_Aim of the exercise_
Filter this material down to the lines that contain the string "gets", and return those lines.

_Records for processing_
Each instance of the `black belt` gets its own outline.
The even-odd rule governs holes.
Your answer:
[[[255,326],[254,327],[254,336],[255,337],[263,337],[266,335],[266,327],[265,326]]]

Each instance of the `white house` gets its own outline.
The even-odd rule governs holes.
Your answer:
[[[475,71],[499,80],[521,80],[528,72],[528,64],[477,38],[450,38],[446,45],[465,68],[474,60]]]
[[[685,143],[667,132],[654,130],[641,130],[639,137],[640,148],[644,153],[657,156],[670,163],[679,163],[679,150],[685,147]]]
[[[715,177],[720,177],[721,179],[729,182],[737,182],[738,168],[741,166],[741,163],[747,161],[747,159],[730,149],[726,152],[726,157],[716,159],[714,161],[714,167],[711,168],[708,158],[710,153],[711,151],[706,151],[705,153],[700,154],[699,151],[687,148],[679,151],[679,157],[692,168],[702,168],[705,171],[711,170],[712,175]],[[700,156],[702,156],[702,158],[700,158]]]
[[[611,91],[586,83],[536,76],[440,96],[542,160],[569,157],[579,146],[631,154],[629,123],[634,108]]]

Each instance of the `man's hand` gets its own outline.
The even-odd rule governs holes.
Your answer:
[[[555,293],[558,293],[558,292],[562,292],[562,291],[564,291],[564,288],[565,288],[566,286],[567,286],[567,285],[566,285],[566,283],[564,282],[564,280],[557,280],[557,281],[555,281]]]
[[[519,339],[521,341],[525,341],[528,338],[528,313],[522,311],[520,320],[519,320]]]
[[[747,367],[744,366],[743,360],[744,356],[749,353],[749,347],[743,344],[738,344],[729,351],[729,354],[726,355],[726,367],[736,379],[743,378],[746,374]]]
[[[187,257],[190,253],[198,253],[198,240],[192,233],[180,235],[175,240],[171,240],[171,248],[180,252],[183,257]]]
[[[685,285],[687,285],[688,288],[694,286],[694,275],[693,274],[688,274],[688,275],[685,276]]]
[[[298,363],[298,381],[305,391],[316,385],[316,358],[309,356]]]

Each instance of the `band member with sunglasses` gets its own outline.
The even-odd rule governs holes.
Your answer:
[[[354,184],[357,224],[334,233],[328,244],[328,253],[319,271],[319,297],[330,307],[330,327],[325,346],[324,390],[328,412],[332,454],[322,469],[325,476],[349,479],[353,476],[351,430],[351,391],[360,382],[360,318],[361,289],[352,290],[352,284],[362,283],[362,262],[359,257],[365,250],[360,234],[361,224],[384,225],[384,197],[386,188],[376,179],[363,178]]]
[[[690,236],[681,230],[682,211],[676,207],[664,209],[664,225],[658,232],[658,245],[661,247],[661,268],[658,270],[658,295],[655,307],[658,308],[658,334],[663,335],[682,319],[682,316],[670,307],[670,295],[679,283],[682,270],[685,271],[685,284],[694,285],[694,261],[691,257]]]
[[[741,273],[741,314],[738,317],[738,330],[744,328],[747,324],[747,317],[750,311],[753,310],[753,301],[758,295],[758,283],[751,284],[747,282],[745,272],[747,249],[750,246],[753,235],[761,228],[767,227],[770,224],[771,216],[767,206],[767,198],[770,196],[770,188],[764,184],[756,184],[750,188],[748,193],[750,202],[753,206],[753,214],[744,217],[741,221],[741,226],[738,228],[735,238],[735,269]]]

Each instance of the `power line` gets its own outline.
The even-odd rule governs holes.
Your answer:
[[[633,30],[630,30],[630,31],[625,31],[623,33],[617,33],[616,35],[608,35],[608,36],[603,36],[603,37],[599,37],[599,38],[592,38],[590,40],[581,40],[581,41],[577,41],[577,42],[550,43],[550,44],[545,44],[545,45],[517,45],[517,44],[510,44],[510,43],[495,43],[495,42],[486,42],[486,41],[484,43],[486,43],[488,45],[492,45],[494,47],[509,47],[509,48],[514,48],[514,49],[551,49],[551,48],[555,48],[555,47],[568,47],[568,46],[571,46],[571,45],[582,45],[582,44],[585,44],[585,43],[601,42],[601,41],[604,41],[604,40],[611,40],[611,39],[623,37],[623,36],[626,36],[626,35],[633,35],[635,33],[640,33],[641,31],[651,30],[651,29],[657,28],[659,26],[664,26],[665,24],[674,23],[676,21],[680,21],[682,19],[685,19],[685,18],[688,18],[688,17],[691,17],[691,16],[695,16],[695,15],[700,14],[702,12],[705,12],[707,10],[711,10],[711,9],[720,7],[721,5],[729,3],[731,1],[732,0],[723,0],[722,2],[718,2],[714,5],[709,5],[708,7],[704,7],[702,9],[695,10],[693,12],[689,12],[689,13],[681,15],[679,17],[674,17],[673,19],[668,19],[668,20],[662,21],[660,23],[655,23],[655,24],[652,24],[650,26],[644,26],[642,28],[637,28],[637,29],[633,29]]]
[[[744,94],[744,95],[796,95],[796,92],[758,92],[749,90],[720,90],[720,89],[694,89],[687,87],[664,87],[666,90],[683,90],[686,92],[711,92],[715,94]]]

_Result for this exercise_
Each instance of the `black belt` gets its own outline.
Each instance of the `white house` gets its own outline.
Each instance of the `man's hand` gets its own outline.
Each instance of the `band member with sunglasses` gets its own outline.
Each instance of the `power line` gets its own outline.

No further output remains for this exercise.